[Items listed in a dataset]
§
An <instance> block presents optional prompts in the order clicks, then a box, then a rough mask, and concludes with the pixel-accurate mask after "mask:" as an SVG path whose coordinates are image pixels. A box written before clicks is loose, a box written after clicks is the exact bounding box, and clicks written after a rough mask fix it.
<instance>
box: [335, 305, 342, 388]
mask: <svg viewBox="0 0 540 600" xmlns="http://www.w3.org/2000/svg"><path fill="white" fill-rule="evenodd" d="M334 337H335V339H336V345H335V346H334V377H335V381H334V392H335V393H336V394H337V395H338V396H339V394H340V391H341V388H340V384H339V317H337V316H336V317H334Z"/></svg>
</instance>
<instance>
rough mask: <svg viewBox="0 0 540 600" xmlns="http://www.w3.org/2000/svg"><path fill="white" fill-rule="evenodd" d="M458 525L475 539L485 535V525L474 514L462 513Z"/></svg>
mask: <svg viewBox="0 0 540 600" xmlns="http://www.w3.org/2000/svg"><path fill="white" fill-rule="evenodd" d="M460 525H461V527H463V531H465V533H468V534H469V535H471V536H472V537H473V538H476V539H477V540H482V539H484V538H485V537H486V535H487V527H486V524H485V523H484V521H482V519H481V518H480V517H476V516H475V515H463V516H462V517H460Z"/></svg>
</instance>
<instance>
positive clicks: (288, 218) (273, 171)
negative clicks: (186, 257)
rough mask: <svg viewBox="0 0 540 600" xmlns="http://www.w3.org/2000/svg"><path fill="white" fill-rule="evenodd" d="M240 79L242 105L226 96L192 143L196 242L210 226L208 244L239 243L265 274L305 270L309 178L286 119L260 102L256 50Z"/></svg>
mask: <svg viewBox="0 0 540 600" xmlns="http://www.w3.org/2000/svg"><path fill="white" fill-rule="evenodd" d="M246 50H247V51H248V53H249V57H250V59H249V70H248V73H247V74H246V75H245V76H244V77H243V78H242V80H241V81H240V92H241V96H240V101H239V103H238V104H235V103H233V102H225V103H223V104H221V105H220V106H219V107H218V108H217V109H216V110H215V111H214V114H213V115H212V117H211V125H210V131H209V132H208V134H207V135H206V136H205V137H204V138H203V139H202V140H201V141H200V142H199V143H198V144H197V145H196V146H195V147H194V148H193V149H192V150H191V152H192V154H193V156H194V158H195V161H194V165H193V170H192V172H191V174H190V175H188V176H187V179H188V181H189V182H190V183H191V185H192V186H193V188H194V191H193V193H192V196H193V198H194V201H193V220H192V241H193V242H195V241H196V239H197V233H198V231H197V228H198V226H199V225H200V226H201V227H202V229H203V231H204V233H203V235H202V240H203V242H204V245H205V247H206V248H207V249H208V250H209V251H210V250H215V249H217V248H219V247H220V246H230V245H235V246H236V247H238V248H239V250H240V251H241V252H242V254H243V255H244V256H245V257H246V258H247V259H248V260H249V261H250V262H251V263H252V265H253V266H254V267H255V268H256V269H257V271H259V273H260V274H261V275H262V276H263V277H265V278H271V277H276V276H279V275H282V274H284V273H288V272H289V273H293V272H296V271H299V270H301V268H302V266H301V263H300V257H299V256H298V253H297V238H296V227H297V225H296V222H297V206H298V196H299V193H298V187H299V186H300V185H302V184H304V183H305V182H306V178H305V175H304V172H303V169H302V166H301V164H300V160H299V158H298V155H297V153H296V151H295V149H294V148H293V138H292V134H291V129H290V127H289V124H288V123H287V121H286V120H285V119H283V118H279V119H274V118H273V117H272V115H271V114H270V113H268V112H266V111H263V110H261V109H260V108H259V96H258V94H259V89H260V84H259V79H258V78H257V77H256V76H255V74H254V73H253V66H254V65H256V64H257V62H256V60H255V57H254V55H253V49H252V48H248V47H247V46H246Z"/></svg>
§
# Problem statement:
Rewrite the items above, changing every "rough mask" to "coarse mask" and keeping everything else the same.

# Answer area:
An <instance> block presents optional prompts in the order clicks, then a box, then a coarse mask, and concludes with the pixel-accurate mask after "mask:" as an SVG path whose coordinates are image pixels. A box written before clicks is loose, a box written after clicks is the exact bounding box, and clicks written after a coarse mask fix it.
<instance>
box: [335, 305, 342, 388]
mask: <svg viewBox="0 0 540 600" xmlns="http://www.w3.org/2000/svg"><path fill="white" fill-rule="evenodd" d="M334 337H335V339H336V345H335V346H334V377H335V381H334V392H335V393H336V394H337V395H338V396H339V394H340V391H341V388H340V384H339V317H337V316H336V317H334Z"/></svg>
</instance>
<instance>
coarse mask: <svg viewBox="0 0 540 600" xmlns="http://www.w3.org/2000/svg"><path fill="white" fill-rule="evenodd" d="M458 525L475 539L485 535V525L474 514L462 513Z"/></svg>
mask: <svg viewBox="0 0 540 600" xmlns="http://www.w3.org/2000/svg"><path fill="white" fill-rule="evenodd" d="M460 525H461V527H463V531H465V533H468V534H469V535H471V536H472V537H473V538H476V539H477V540H482V539H484V538H485V537H486V535H487V527H486V524H485V523H484V521H482V519H481V518H480V517H476V516H475V515H463V516H462V517H460Z"/></svg>
</instance>
<instance>
positive clicks: (288, 218) (273, 171)
negative clicks: (186, 257)
coarse mask: <svg viewBox="0 0 540 600" xmlns="http://www.w3.org/2000/svg"><path fill="white" fill-rule="evenodd" d="M240 79L242 105L226 96L192 143L196 242L210 226L208 244L239 243L265 274L305 270L309 178L286 119L260 102L256 50Z"/></svg>
mask: <svg viewBox="0 0 540 600" xmlns="http://www.w3.org/2000/svg"><path fill="white" fill-rule="evenodd" d="M246 50H247V51H248V53H249V57H250V59H249V70H248V73H247V74H246V75H245V76H244V77H243V78H242V80H241V81H240V92H241V96H240V101H239V103H238V104H235V103H233V102H225V103H223V104H221V105H220V106H219V107H218V108H217V109H216V110H215V111H214V114H213V115H212V117H211V125H210V131H209V132H208V134H207V135H206V136H205V137H204V138H203V139H202V140H201V141H200V142H199V143H198V144H197V145H196V146H195V147H194V148H193V149H192V150H191V152H192V154H193V156H194V158H195V161H194V165H193V170H192V172H191V174H190V175H188V176H187V179H188V181H189V182H190V183H191V185H192V186H193V188H194V191H193V193H192V196H193V198H194V201H193V220H192V241H193V242H195V241H196V239H197V233H198V231H197V228H198V226H199V225H200V226H201V227H202V229H203V231H204V233H203V235H202V240H203V242H204V245H205V247H206V248H207V249H208V250H209V251H210V250H215V249H217V248H219V247H220V246H230V245H235V246H236V247H238V248H239V250H240V251H241V252H242V254H243V255H244V256H245V257H246V258H247V259H248V260H249V261H250V262H251V263H252V265H253V266H254V267H255V268H256V269H257V271H259V273H260V274H261V275H262V276H263V277H265V278H271V277H276V276H279V275H282V274H284V273H288V272H289V273H293V272H296V271H299V270H301V268H302V266H301V263H300V257H299V256H298V253H297V238H296V227H297V225H296V222H297V206H298V196H299V193H298V187H299V186H300V185H302V184H304V183H305V182H306V178H305V175H304V172H303V169H302V166H301V164H300V160H299V158H298V155H297V153H296V151H295V149H294V148H293V138H292V134H291V129H290V127H289V124H288V123H287V121H286V120H285V119H283V118H279V119H274V118H273V117H272V115H271V114H270V113H268V112H266V111H263V110H261V109H260V108H259V96H258V94H259V89H260V84H259V79H258V78H257V77H256V76H255V74H254V73H253V66H254V65H256V64H257V62H256V60H255V57H254V55H253V49H252V48H248V47H247V46H246Z"/></svg>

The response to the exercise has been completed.